WHAT IS BEING ASKED – Copy out the records below word for word, leaving out the pictures.

Rows from a dataset:
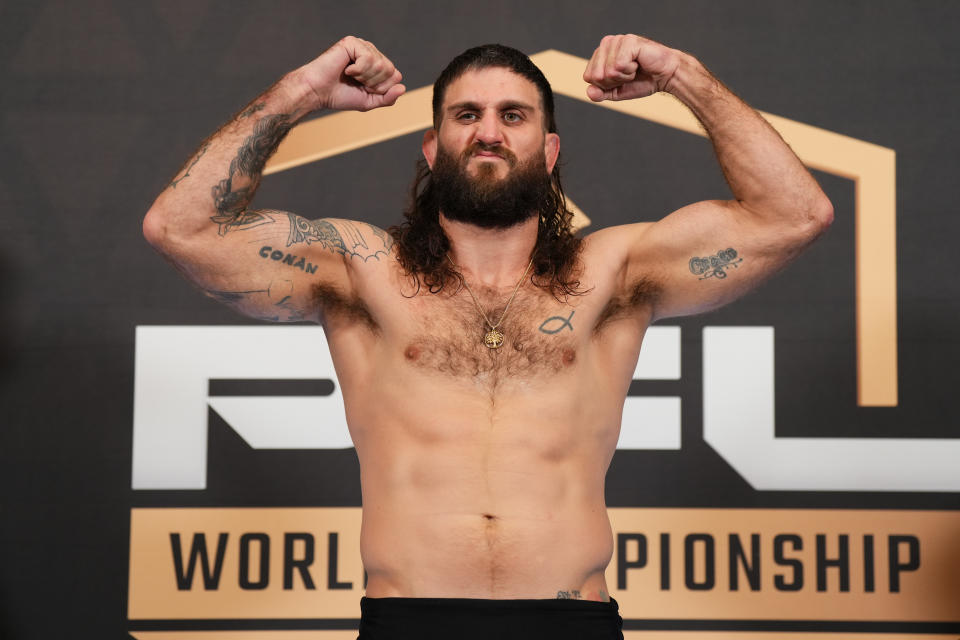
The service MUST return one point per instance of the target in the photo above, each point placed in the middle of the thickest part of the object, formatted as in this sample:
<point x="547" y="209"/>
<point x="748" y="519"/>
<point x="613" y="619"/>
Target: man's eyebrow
<point x="503" y="106"/>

CORRECT ANSWER –
The service MUST return one point per instance of the target in the photo above, each point placed in the middle of the thickest part of the object, formatted as in this sample:
<point x="547" y="209"/>
<point x="748" y="519"/>
<point x="613" y="619"/>
Target: man's eyebrow
<point x="503" y="106"/>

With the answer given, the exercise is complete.